Directions → Return, word for word, the lines of the data below from the one containing "of the white" through the end of the data.

Dataset records
· · · ·

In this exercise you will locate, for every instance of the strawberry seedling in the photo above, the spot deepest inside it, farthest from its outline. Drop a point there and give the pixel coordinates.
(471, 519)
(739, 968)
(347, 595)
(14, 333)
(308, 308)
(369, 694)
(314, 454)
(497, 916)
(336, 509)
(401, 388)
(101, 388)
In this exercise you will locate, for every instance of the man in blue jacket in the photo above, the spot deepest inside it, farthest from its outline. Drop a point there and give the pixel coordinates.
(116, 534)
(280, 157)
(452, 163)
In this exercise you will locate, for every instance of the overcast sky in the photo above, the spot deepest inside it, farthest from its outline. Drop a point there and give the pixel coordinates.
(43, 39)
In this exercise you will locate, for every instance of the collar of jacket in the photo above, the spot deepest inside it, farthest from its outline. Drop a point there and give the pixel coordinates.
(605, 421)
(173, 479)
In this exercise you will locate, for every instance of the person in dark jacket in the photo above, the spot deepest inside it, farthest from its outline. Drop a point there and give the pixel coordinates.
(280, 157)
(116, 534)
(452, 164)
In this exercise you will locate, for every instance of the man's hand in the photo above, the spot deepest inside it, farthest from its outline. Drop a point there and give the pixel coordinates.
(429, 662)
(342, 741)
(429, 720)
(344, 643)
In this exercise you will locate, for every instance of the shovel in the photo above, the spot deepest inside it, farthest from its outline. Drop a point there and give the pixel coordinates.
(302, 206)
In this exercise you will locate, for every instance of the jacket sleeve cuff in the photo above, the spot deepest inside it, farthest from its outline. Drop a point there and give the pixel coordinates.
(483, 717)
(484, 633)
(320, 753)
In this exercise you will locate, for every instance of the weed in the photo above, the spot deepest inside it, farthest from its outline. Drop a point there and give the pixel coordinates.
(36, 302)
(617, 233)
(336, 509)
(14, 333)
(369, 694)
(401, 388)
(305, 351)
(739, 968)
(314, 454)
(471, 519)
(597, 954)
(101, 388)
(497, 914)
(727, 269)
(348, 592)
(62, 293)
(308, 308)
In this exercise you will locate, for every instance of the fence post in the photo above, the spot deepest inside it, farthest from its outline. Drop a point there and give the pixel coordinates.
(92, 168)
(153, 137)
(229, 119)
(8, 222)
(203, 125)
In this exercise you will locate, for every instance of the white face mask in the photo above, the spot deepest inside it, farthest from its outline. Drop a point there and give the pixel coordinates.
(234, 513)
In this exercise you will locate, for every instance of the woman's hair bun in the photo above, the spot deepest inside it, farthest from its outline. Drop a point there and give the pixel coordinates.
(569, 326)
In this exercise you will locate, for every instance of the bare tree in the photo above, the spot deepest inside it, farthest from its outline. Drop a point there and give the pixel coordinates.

· · · ·

Solution to the problem →
In this exercise you will locate, for every instance of the white face mask in the photo above, the spot deepest inside it, farthest from its outline. Drop a point there and give the pixel coordinates.
(234, 513)
In this exercise you will locate, for every instance of the woman's hair bun in the photo above, the spot deepest inside it, farthest from its outline. Drop a point there and give the pixel coordinates.
(569, 326)
In this exercise you will locate, for every instance of the bare tree in the photo above, the spot deepest inside it, farthest from its outline. Drop a point there and give the pixel coordinates.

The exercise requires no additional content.